## GIVEN INSTRUCTION
Write out all the entries word for word, but skip any images.

=====

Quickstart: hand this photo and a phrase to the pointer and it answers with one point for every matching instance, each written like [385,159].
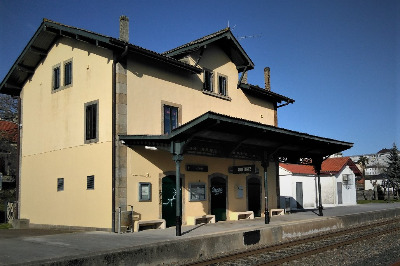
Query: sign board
[196,168]
[243,169]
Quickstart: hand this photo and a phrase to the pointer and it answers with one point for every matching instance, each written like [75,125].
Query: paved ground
[28,245]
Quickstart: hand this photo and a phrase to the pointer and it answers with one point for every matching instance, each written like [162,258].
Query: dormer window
[222,85]
[56,77]
[170,118]
[68,73]
[208,80]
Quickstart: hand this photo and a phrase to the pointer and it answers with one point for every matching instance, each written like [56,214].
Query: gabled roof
[49,32]
[329,166]
[224,39]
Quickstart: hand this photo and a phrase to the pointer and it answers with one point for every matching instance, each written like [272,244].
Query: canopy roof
[329,166]
[217,135]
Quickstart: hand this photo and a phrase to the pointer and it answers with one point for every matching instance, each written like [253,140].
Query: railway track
[289,251]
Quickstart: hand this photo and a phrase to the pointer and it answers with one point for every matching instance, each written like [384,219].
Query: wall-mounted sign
[243,169]
[196,168]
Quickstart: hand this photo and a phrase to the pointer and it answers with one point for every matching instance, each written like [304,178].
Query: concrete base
[185,250]
[20,223]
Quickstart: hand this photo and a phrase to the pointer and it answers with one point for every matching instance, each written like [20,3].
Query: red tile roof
[8,130]
[329,166]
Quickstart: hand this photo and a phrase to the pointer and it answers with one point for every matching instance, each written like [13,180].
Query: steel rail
[302,241]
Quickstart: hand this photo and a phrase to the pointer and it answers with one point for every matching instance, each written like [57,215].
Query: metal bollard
[119,220]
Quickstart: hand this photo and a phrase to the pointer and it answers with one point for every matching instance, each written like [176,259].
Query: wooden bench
[151,224]
[243,215]
[273,212]
[207,219]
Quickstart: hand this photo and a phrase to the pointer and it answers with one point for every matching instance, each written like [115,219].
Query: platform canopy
[217,135]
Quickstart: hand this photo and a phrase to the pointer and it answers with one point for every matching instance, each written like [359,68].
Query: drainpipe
[241,76]
[265,164]
[113,142]
[19,153]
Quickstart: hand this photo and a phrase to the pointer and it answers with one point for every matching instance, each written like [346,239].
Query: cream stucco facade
[88,102]
[52,140]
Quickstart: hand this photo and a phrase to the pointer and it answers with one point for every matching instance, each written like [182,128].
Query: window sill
[217,95]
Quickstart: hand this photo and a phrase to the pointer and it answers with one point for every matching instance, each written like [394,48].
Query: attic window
[56,77]
[208,80]
[68,73]
[90,182]
[60,184]
[222,85]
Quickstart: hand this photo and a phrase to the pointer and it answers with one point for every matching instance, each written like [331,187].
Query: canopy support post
[317,162]
[178,158]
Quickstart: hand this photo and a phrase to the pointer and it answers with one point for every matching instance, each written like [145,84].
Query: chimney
[267,80]
[244,78]
[124,28]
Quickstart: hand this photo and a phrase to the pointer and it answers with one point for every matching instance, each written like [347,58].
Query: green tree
[363,161]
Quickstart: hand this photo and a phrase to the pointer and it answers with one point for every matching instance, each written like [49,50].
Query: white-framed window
[144,191]
[62,75]
[222,85]
[346,178]
[197,191]
[92,121]
[90,182]
[208,80]
[68,73]
[60,184]
[171,117]
[56,77]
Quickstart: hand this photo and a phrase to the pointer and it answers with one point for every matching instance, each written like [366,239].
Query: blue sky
[339,60]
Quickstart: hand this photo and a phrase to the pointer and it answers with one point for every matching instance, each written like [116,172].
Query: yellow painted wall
[53,140]
[148,88]
[150,166]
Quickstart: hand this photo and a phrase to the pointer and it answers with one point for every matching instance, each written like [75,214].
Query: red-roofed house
[298,184]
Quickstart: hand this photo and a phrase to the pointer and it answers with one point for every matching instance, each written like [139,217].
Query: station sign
[243,169]
[196,168]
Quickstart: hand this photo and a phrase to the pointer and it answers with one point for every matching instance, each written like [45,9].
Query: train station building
[108,127]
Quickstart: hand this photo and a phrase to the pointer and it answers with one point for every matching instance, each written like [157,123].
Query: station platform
[162,247]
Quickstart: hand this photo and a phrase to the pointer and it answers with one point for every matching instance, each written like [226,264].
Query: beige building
[106,125]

=====

## TASK OUTPUT
Quickstart: hand this photo and a phrase to the pointer and it answers with one point for every matching instance, each written like [385,159].
Query: sign board
[196,168]
[243,169]
Quickstart: hand this photo and a phrase to the pointer and it answers with one point for every matching instance, each written like [75,125].
Query: paved ground
[28,245]
Quickstart: hand this photo and a phrase to the pointer and it answers with one point for every matching instance, each written like [162,258].
Query: dormer window
[222,85]
[56,77]
[170,118]
[68,73]
[208,80]
Quickstart: hand this photo and a phrase to the pointer and it answers with one point for every matching instance, each written like [56,214].
Query: gabled roof
[49,32]
[329,166]
[224,39]
Quickstart: hand this photo and a phrase to the pointer and it answers with one point for every matching instance, each written like [272,244].
Query: canopy roof
[329,166]
[217,135]
Quickstart: hand this photo and a phrase to the pointer and it answers with one point for every matching instance, each written like [253,140].
Query: railway track
[289,251]
Quickstart: hand this photo and a phrase to the pointer and it answers with one point for every matching instance, each written like [384,219].
Query: wall-mounted sign
[243,169]
[196,168]
Quickstart: hand this photo and a phrase to the pointer and it answers with one point for every matching instance, each written like [304,178].
Query: concrete base
[185,250]
[20,223]
Quickstart: hand this photo and a phrase to the pointer and it answers with one point for every matching instance, each written like [20,3].
Query: red tile roof
[8,130]
[329,166]
Quickstart: hand this photo and a phrase to the pointer and it answers with one point for every matching instance, each written like [13,180].
Query: steel rail
[302,241]
Quickstart: hand this photo and a phrase to the pointer and it answers with one point for every matching instance, each written like [57,215].
Query: metal bollard
[119,220]
Quickstart: hand this photo and a phrase to the pointer and it answers with one point for every matching instance, each written like [176,259].
Query: wooden bench
[151,224]
[243,215]
[273,212]
[207,219]
Quickstart: hand this photo and a phrase to the pointer and it answers with one point for every matching instance, each written like [115,219].
Query: platform canopy
[217,135]
Quickstart: hand this photo and a phrase to the pointer and it answers with one point for every matching instance, each written like [359,68].
Query: drainpipe
[241,76]
[265,164]
[113,142]
[19,153]
Quickstart: hand this photo and a phrase to the pointer and it answers with one point for every matching instance, each written like [346,239].
Query: cream stucco facade
[88,102]
[52,140]
Quickstart: hand this photo and a phrase to the pointer and it answers with one point for every matching instance, each written like [182,128].
Query: window sill
[217,95]
Quickstart: hand this photo and a phrase to the pointer and it answers with one point for every matching instance, each written like [394,48].
Query: attic window
[56,77]
[208,80]
[68,73]
[90,182]
[60,184]
[222,85]
Quickstart: hand this photo and a phrase to the pointer and it answers with one point for every matching instance, each written like [331,187].
Query: canopy support post
[317,162]
[178,158]
Quickstart: hand this photo and a phrase to the pointer and it answers with one point for every matching instance, each written like [145,84].
Query: chimney
[267,80]
[244,78]
[124,28]
Quickstart: hand this photo and a phrase to the pointer and it answers with one point for every matching instance, each written like [347,58].
Query: green tree
[363,161]
Quickstart: hand this photo and a phrase to the pointer and it answers with one point for every matching instance, each written like [49,50].
Query: white-framed window
[144,191]
[62,75]
[222,85]
[346,178]
[197,191]
[92,121]
[90,182]
[208,80]
[68,73]
[60,184]
[171,117]
[56,77]
Quickstart: hand this photo and a phrase to the pointer and it answers with one point for every matching instance, each written like [366,239].
Query: blue sky
[339,60]
Quickstart: hand this photo and a phrase to the pointer and it answers with one point for every matching instance, each written like [116,172].
Query: yellow painted wall
[53,140]
[148,88]
[150,166]
Quickstart: hand this photo and a phrase to the pointer and it answers with one point for every matching instance, each written like [75,214].
Query: red-roofed house
[298,184]
Quickstart: hand this photo and a phrase to the pointer and it answers with one point for every matching instance, each written like [139,217].
Query: station sign
[243,169]
[196,168]
Quickstart: hand this photo and a phrase to the pointer and it answers with one point for every matching instance, each written like [45,9].
Query: train station building
[108,127]
Quickstart: hand this photo and a phrase to the pointer and it answers with one point for every matching instance, each written like [157,123].
Query: station platform
[162,247]
Quickstart: hand this photo and a phrase to the pointer and it answers with one point for every matching instance, each written like [226,264].
Query: beige building
[106,125]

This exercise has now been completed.